● Required task
Pick out each line in the entries below that has the word "advertisement" and copy those lines.

● Data for the task
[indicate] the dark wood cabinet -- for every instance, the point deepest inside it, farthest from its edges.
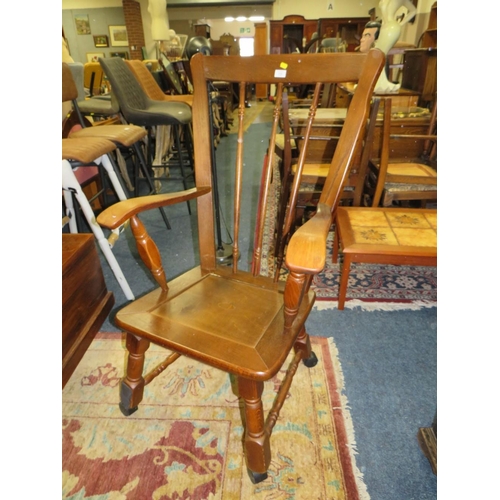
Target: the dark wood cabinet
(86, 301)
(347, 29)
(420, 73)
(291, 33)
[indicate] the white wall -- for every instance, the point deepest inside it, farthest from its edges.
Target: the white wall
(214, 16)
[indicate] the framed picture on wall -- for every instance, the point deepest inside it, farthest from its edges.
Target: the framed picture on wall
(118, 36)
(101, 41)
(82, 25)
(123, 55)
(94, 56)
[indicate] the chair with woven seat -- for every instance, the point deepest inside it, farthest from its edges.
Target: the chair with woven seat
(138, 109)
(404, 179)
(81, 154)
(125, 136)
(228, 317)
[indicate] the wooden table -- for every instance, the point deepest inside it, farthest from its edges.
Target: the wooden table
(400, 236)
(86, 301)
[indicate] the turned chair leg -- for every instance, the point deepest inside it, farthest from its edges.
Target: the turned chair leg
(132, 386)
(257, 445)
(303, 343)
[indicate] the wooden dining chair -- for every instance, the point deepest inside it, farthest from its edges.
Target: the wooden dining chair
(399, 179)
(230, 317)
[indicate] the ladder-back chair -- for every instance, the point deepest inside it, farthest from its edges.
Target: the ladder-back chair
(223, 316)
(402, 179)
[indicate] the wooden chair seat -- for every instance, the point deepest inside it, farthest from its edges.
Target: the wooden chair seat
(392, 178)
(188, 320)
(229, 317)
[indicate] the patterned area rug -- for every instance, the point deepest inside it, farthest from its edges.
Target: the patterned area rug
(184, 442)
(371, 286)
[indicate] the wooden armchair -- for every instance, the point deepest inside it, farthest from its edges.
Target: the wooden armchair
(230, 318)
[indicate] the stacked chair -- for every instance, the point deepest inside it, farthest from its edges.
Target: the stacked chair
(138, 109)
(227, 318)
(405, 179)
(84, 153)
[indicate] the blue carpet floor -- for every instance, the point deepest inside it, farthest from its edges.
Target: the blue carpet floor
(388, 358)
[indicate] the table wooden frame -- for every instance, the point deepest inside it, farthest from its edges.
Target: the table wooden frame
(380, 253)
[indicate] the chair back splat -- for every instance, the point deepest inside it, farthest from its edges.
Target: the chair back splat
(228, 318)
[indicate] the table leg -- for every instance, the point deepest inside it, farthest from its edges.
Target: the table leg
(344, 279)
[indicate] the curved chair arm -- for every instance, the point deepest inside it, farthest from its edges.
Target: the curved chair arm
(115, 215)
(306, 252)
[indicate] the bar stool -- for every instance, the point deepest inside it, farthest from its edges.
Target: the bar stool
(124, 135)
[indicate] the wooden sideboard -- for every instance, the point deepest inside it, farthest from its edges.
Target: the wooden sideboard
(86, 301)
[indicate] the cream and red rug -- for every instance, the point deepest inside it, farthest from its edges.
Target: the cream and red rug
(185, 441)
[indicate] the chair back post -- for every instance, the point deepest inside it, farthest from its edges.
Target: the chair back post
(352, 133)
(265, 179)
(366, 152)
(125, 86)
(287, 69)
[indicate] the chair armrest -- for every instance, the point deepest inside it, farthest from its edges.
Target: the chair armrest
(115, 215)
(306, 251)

--

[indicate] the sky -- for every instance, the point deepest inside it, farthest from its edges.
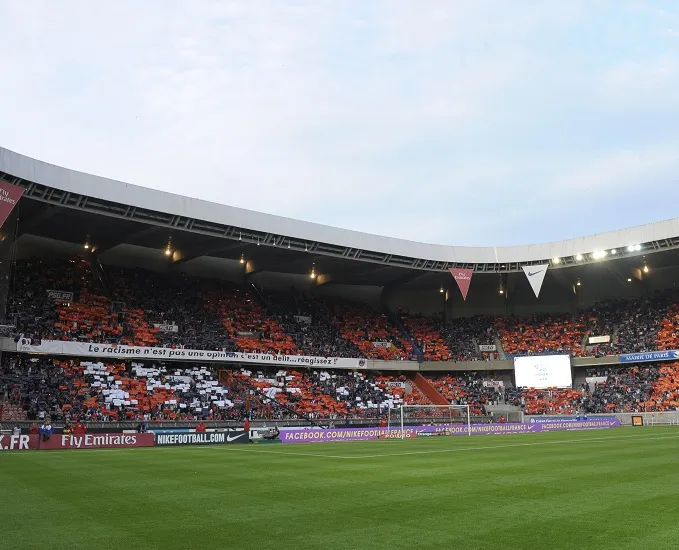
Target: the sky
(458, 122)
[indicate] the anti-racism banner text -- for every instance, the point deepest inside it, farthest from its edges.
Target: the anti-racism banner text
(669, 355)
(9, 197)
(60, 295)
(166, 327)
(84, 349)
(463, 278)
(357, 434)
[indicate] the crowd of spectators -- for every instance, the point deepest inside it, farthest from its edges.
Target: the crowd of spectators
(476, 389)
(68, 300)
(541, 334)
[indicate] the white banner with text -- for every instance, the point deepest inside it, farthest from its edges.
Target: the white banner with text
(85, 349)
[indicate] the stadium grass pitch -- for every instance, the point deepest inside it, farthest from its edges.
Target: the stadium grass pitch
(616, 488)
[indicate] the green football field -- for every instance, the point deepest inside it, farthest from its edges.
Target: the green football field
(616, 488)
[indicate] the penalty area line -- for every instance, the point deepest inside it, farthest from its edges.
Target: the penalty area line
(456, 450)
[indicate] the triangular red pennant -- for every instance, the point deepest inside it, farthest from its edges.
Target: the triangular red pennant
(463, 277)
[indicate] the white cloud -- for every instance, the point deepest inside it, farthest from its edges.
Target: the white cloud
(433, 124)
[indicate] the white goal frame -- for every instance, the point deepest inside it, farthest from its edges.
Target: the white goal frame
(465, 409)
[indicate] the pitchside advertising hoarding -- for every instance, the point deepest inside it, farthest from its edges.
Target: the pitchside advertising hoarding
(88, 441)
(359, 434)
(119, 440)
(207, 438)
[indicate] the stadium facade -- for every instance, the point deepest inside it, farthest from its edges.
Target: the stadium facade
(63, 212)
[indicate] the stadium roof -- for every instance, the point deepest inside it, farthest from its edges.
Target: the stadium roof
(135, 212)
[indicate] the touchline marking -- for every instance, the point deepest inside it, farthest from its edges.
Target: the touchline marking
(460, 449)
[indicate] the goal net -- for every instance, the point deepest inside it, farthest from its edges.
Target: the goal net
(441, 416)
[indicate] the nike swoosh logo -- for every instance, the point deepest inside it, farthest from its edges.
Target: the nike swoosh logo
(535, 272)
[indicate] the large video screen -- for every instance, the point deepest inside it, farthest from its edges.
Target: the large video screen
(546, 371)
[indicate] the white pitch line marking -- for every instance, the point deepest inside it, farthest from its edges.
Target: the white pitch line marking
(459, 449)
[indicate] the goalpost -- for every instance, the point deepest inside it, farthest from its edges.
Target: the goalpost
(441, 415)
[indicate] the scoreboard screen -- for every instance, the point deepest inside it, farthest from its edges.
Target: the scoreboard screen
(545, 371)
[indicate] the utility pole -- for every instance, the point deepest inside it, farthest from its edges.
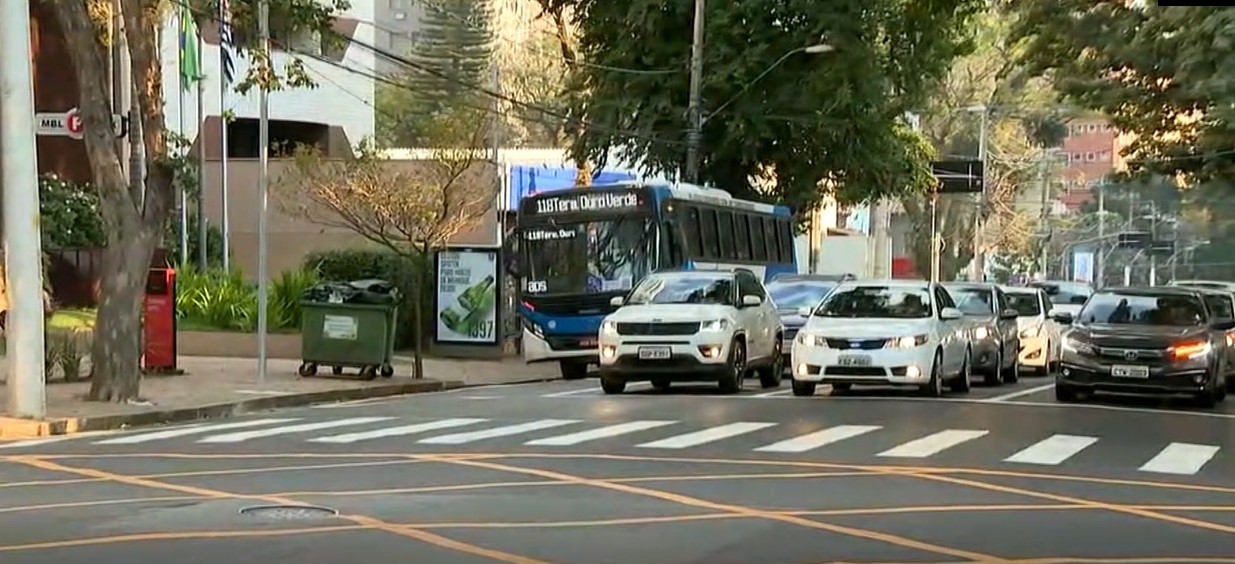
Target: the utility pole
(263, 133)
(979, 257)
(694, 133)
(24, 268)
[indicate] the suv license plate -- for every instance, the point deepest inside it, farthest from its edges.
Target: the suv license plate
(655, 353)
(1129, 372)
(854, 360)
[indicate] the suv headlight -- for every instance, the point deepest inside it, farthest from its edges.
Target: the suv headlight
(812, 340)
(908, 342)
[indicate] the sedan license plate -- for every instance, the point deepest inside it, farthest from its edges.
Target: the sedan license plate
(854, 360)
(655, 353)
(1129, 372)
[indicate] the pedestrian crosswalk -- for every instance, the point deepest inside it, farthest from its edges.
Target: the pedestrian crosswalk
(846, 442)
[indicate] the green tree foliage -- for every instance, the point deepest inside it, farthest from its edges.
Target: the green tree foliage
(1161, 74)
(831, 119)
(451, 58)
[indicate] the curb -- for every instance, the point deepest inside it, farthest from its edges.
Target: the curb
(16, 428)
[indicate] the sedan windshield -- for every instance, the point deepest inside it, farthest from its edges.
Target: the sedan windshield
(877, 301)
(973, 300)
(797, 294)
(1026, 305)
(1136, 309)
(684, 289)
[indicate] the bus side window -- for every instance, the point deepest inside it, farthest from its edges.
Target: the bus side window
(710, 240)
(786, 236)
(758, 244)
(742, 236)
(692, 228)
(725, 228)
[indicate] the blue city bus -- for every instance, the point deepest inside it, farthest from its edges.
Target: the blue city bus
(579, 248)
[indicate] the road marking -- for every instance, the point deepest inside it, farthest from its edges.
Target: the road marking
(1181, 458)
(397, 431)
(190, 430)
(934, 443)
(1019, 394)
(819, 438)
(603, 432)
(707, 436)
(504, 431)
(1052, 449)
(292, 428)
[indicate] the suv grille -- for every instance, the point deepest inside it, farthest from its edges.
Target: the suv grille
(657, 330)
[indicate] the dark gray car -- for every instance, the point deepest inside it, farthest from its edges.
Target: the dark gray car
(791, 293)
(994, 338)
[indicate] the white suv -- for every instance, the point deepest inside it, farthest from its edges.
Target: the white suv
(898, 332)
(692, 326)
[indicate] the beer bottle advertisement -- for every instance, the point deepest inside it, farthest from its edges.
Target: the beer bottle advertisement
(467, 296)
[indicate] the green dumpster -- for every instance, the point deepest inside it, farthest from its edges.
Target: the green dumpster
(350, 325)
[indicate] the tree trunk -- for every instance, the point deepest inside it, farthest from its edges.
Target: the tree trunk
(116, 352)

● Task solution
[indicate] the beer bottle advertisement -- for every instance, the point deepest inside it, farthest from its edges.
Target: the beer bottle advertisement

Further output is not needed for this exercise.